YOUR TASK -
Given the listing below, output exactly the line containing "label the flagpole, a point per instance." and every line after it through the end.

MATERIAL FOR THIS TASK -
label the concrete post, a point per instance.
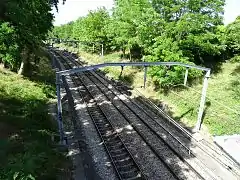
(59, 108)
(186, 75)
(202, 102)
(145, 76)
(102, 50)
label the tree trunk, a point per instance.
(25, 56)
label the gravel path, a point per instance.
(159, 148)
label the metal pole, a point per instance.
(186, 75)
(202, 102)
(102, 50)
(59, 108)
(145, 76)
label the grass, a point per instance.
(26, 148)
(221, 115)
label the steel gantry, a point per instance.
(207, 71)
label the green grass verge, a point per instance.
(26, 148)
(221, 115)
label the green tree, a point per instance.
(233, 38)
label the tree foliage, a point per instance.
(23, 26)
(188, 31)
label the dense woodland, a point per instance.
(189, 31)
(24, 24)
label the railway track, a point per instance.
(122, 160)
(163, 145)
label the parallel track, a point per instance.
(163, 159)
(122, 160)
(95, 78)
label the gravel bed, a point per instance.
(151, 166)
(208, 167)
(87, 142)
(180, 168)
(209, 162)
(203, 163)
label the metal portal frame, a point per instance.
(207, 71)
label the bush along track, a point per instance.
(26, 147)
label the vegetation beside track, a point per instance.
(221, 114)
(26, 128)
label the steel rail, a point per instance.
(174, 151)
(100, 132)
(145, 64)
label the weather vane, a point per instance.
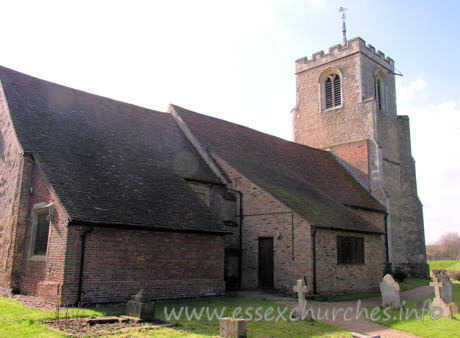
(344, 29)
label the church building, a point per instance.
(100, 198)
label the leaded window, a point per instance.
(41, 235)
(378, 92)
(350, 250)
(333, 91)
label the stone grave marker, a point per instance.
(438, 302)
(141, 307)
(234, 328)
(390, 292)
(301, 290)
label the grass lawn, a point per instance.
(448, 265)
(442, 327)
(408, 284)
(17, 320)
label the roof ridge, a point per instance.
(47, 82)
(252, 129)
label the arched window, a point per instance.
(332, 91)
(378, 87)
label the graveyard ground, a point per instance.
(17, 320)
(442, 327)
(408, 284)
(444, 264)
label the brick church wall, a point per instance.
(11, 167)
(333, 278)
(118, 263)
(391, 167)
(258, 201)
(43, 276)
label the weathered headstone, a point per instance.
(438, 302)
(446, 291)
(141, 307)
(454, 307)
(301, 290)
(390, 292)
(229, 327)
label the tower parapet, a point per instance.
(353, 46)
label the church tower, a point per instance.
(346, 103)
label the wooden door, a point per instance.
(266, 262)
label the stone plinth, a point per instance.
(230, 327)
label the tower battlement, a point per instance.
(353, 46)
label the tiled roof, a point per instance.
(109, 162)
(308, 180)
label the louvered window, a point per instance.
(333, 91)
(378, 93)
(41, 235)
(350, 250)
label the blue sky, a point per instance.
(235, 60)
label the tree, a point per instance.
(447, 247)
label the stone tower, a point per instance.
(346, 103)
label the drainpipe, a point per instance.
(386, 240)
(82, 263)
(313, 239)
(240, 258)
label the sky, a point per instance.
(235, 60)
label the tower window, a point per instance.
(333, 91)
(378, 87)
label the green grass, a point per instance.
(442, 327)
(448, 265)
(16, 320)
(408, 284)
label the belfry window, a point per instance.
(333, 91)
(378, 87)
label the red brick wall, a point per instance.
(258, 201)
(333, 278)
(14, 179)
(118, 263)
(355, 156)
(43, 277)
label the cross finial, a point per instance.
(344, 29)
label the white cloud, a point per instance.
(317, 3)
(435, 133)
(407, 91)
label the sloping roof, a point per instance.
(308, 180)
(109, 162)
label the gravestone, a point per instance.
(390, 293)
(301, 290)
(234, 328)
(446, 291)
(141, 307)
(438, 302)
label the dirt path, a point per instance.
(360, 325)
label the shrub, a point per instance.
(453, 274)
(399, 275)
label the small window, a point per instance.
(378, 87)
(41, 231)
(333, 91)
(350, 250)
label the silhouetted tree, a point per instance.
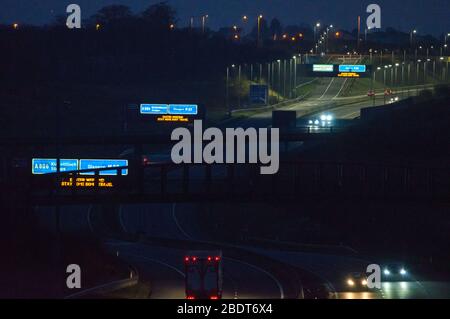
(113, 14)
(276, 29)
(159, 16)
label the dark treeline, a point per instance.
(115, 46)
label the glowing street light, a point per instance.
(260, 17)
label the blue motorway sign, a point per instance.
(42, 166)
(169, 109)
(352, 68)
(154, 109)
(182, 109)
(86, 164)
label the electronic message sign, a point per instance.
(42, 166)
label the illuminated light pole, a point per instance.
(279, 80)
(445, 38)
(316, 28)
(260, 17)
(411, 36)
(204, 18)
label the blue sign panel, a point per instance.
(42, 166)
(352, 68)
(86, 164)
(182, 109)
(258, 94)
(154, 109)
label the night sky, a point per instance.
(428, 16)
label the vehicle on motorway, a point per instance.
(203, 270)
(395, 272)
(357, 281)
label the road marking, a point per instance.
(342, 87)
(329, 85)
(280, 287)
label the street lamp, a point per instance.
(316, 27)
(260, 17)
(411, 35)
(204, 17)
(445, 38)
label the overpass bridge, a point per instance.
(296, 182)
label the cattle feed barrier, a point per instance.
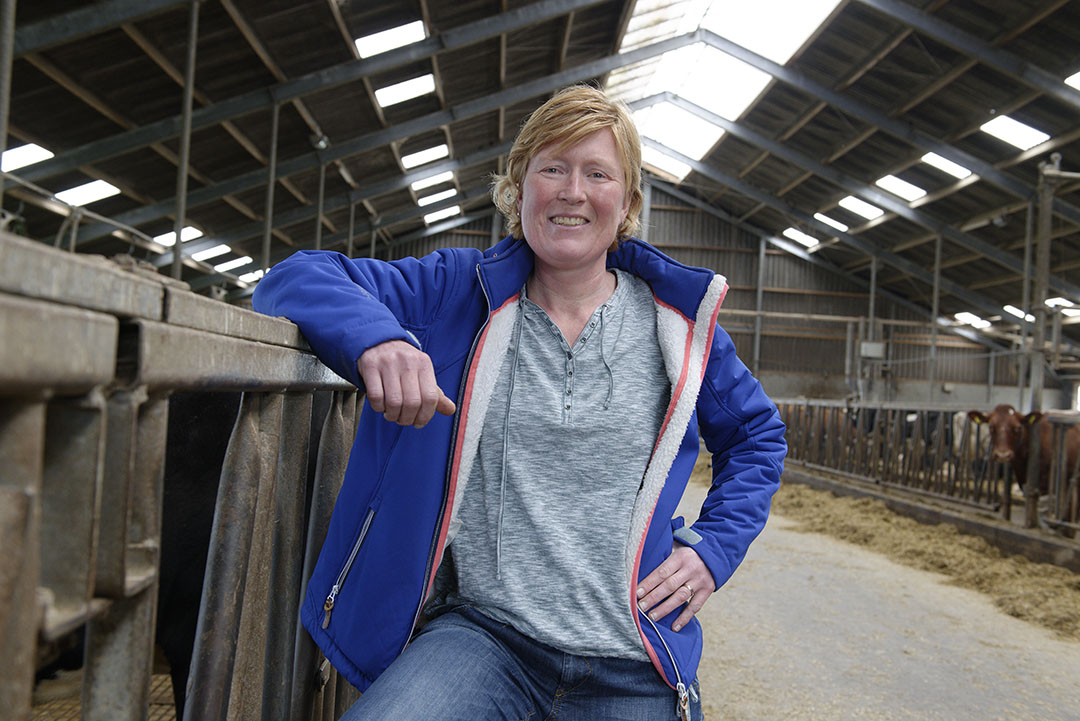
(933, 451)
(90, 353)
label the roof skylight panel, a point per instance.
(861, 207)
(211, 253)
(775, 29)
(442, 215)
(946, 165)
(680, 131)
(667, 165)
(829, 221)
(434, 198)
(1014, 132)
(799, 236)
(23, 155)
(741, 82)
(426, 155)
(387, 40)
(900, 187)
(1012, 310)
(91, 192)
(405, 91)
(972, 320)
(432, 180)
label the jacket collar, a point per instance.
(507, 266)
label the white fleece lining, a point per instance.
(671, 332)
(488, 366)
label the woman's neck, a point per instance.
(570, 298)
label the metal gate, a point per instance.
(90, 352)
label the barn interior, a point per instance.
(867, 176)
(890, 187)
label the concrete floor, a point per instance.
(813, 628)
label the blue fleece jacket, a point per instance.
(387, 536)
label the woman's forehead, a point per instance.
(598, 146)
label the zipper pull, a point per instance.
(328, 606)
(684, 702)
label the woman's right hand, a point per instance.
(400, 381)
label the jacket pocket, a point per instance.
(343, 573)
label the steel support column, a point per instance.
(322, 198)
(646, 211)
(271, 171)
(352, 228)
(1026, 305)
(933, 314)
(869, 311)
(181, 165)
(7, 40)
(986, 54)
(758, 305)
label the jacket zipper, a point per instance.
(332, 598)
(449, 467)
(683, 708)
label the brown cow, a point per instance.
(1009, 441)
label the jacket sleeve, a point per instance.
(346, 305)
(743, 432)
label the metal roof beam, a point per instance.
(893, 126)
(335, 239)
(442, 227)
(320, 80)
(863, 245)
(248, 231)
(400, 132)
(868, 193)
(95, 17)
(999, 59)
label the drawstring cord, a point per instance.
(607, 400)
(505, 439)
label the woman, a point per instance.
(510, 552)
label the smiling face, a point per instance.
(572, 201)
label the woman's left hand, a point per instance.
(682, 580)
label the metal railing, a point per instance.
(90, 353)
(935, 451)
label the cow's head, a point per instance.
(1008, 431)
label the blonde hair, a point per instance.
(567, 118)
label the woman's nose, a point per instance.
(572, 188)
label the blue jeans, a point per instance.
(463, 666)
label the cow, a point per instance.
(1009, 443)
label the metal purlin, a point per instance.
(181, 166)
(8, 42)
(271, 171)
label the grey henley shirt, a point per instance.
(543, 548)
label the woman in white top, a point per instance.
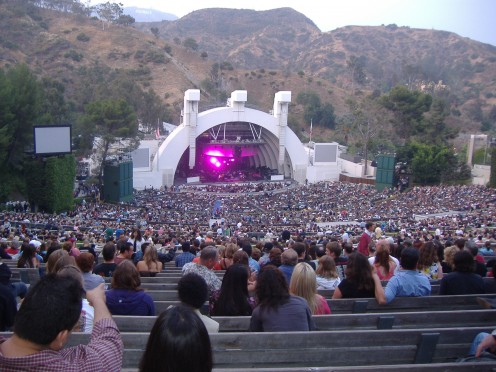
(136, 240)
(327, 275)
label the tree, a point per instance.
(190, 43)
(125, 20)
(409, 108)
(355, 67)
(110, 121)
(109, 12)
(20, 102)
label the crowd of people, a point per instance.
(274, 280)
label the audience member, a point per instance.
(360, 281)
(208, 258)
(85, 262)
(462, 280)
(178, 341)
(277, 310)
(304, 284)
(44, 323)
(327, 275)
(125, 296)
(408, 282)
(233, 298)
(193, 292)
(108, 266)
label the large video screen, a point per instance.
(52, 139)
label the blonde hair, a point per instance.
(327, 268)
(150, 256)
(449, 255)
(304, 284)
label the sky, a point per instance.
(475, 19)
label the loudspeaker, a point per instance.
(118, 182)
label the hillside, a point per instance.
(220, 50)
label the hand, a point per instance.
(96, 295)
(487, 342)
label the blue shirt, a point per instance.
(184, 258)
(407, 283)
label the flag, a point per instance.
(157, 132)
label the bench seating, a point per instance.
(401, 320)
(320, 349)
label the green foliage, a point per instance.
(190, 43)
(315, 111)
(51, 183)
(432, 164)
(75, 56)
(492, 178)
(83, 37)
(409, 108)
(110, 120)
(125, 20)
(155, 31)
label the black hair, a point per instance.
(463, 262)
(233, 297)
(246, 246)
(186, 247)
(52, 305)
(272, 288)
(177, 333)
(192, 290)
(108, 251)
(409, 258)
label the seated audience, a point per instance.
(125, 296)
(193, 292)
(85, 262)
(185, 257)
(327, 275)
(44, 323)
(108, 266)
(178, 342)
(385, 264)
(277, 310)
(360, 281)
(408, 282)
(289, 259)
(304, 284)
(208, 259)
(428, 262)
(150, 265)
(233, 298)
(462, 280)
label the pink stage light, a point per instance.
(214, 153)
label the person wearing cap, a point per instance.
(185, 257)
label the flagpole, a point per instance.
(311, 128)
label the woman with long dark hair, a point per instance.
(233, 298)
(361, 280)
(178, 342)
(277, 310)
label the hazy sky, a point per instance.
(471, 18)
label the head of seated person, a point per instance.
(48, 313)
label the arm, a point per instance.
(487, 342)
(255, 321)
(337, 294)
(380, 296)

EXERCISE RESPONSE -
label the flagpole, a point per instance.
(311, 128)
label the woman with long dark hair, a point per instance.
(233, 298)
(361, 280)
(178, 342)
(277, 310)
label the hazy sky, a point per instance.
(471, 18)
label the head of seated person, a point per instance.
(48, 313)
label the arm, a point per instance.
(487, 342)
(255, 321)
(337, 294)
(380, 296)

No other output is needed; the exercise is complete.